TASKS TO COMPLETE:
• 1. List the full name of each character that the book description introduces.
• 2. Retype the book description from "New York City" to "want it enough." with no changes.

━━ READING PASSAGE

The Thousandth Floor by Katharine McGee

New York City as you’ve never seen it before. A thousand-story tower stretching into the sky. A glittering vision of the future, where anything is possible—if you want it enough.
Welcome to Manhattan, 2118.
A hundred years in the future, New York is a city of innovation and dreams. But people never change: everyone here wants something…and everyone has something to lose.
Leda Cole’s flawless exterior belies a secret addiction—to a drug she never should have tried and a boy she never should have touched.
Eris Dodd-Radson’s beautiful, carefree life falls to pieces when a heartbreaking betrayal tears her family apart.
Rylin Myers’s job on one of the highest floors sweeps her into a world—and a romance—she never imagined…but will her new life cost Rylin her old one?

Watt Bakradi is a tech genius with a secret: he knows everything about everyone. But when he’s hired to spy by an upper-floor girl, he finds himself caught up in a complicated web of lies.

━━━━
━━ THE DATA

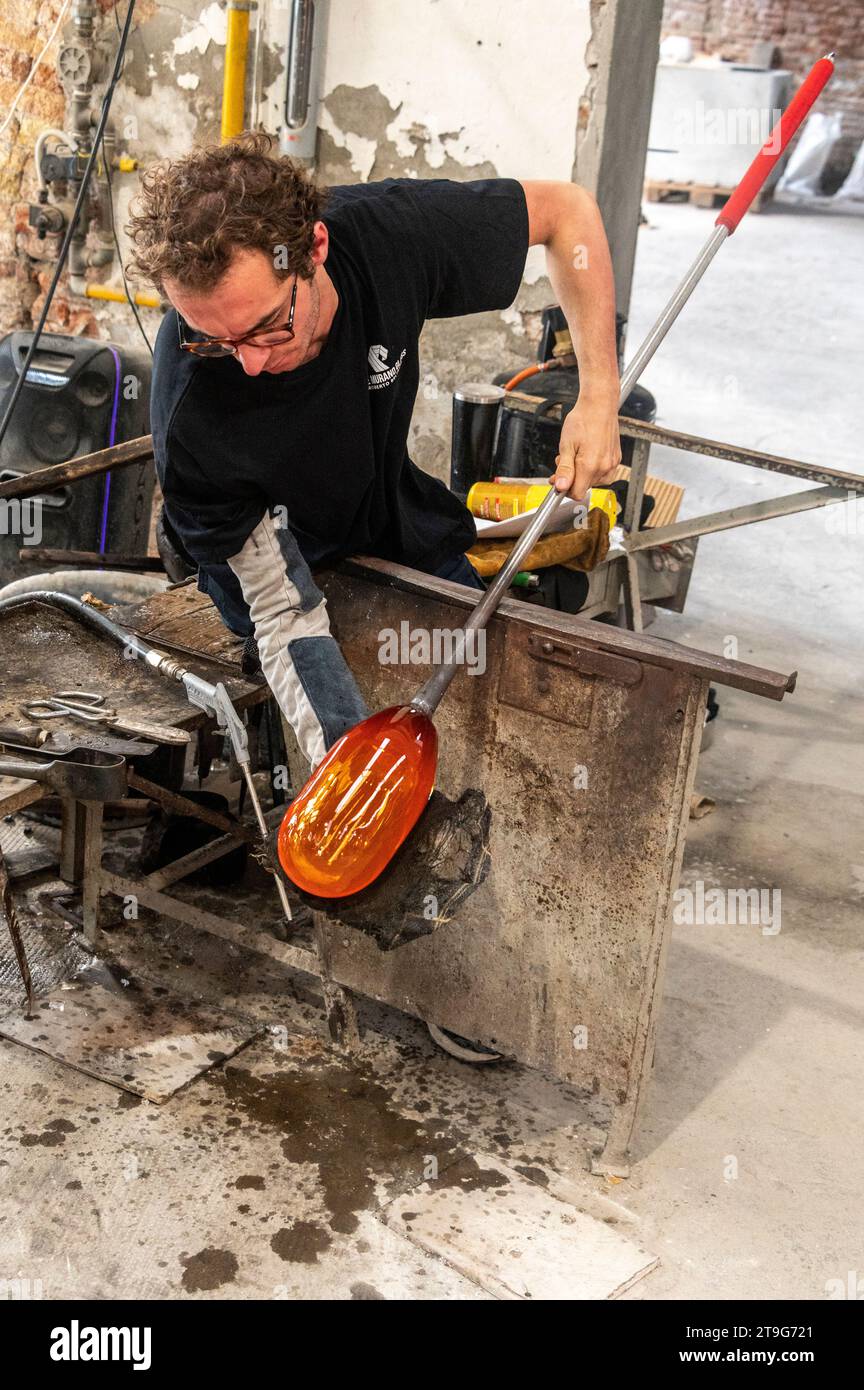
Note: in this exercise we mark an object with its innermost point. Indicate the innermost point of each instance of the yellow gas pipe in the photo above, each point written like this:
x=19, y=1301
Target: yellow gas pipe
x=118, y=298
x=234, y=85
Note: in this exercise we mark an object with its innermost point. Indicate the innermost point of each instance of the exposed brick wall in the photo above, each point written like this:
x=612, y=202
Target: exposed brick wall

━━━━

TASK RESULTS:
• 1. Leda Cole, Eris Dodd-Radson, Rylin Myers, Watt Bakradi

• 2.
New York City as you’ve never seen it before. A thousand-story tower stretching into the sky. A glittering vision of the future, where anything is possible—if you want it enough.